7. EQUIVALENT BASIS (Structured)

(Wee & Wu, 2023b)

We consider BASIS\(_{struct}\) with with \(k=2\), for simplicity.

Let \(\mat{A} \in \ZZ_{q}^{\eta \times \ell}\). We're given \[\vec{B} := \begin{pmatrix}\mat{A}_{0} & \vec{0} & - \vec{G}_{\eta+1}\\ \vec{0} & \mat{A}_{1} & -\vec{G}_{\eta+1}\end{pmatrix}\] and a short \(\vec{T}\) s.t. \[\vec{G}_{\eta'} \equiv \vec{B} \cdot \vec{T} \bmod q\] where \(\mat{A}_{i} := \vec{W}_{i} \cdot \mat{A}\) for known \(\vec{W}_{i} \in \ZZ_{q}^{\eta \times \eta}\).

The BASIS\(_{struct}\) assumption states that given \((\vec{B}, \vec{T})\) it is hard to find a short \(\vec{x}\) s.t. \(\mat{A} \cdot \vec{x} \equiv \vec{0}\).

7.1. Hardness

The authors also show that given an algorithm for solving BASIS\(_{struct}\) there is an algorithm for solving k-M-ISIS. This reduction outputs a BASIS\(_{struct}\) instance of size \(k < \ell/k'\) where \(k'\) is the parameter \(k\) of the k-M-ISIS instance.

• **STORED RECORDS**:
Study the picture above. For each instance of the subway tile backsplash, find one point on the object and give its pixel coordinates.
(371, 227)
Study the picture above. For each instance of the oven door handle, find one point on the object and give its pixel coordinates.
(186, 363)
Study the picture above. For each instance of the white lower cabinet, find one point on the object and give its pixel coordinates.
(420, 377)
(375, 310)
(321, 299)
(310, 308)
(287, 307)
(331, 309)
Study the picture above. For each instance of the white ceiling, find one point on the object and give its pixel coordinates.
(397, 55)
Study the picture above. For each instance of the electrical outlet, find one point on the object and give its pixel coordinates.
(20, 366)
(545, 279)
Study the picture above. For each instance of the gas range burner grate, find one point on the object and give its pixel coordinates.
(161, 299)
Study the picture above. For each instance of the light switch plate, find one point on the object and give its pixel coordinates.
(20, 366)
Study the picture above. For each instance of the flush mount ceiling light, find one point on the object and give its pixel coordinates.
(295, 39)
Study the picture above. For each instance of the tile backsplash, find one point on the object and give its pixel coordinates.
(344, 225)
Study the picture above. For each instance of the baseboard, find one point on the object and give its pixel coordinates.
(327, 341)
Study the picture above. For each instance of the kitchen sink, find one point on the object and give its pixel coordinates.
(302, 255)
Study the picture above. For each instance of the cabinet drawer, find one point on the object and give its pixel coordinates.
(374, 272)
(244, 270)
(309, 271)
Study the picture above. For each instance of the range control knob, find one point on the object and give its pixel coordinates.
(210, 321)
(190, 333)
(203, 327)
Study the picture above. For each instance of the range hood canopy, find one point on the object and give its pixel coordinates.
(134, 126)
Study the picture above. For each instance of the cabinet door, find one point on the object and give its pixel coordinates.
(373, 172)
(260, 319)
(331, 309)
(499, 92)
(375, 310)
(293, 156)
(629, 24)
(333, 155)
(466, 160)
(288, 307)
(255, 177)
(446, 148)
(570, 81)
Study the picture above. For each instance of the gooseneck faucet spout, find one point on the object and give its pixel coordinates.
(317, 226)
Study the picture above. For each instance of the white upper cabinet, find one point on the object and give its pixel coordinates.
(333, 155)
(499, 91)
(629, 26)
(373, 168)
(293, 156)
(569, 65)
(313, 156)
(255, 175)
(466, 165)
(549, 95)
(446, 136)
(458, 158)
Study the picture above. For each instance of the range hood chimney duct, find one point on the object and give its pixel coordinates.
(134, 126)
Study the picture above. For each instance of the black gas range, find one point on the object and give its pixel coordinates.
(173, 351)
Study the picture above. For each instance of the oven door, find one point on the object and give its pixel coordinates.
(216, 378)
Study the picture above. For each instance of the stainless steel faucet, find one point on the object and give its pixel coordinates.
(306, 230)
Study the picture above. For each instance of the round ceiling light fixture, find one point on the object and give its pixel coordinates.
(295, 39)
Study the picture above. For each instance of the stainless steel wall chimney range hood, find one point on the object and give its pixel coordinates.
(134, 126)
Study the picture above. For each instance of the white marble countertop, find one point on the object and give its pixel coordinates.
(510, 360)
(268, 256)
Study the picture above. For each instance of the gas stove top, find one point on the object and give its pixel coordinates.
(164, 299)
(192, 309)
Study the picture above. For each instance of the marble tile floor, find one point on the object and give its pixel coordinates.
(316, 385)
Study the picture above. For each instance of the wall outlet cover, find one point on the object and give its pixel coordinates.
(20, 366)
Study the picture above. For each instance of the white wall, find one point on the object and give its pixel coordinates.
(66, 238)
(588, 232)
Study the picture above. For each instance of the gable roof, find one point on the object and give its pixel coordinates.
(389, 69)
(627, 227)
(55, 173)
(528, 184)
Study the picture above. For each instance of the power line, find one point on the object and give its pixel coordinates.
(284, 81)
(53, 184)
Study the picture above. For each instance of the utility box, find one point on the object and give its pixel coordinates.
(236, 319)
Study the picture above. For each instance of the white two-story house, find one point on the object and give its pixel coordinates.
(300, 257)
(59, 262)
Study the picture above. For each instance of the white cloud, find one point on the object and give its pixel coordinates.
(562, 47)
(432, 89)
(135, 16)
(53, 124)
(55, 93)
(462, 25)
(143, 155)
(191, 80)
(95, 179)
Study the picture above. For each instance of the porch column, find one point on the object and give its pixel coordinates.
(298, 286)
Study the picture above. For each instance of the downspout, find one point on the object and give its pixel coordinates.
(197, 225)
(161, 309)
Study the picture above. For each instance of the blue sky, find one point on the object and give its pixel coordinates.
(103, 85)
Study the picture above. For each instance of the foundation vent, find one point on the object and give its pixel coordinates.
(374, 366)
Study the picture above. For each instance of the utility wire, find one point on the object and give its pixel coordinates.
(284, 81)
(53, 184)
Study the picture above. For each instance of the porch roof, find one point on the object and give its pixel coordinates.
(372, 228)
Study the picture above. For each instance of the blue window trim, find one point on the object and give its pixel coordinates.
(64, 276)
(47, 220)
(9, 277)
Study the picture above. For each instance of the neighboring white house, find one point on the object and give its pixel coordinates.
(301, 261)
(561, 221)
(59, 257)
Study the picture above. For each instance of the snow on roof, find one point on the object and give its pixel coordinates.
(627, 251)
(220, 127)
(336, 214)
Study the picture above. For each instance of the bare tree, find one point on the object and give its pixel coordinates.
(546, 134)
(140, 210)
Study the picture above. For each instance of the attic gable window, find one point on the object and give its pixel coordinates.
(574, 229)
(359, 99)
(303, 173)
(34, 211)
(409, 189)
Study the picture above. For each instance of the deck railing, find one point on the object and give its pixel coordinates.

• **EXERCISES**:
1) In the structured BASIS excerpt, list every distinct letter used to denote a matrix in the paragraph that begins with "Let".
2) Echo the stretch of the structured BASIS excerpt from "(Wee & Wu, 2023b)" through "the k-M-ISIS instance.", word for word.

• **RESPONSES PER TASK**:
1) A, B, T, G, W

2)
(Wee & Wu, 2023b)

We consider BASIS\(_{struct}\) with with \(k=2\), for simplicity.

Let \(\mat{A} \in \ZZ_{q}^{\eta \times \ell}\). We're given \[\vec{B} := \begin{pmatrix}\mat{A}_{0} & \vec{0} & - \vec{G}_{\eta+1}\\ \vec{0} & \mat{A}_{1} & -\vec{G}_{\eta+1}\end{pmatrix}\] and a short \(\vec{T}\) s.t. \[\vec{G}_{\eta'} \equiv \vec{B} \cdot \vec{T} \bmod q\] where \(\mat{A}_{i} := \vec{W}_{i} \cdot \mat{A}\) for known \(\vec{W}_{i} \in \ZZ_{q}^{\eta \times \eta}\).

The BASIS\(_{struct}\) assumption states that given \((\vec{B}, \vec{T})\) it is hard to find a short \(\vec{x}\) s.t. \(\mat{A} \cdot \vec{x} \equiv \vec{0}\).

7.1. Hardness

The authors also show that given an algorithm for solving BASIS\(_{struct}\) there is an algorithm for solving k-M-ISIS. This reduction outputs a BASIS\(_{struct}\) instance of size \(k < \ell/k'\) where \(k'\) is the parameter \(k\) of the k-M-ISIS instance.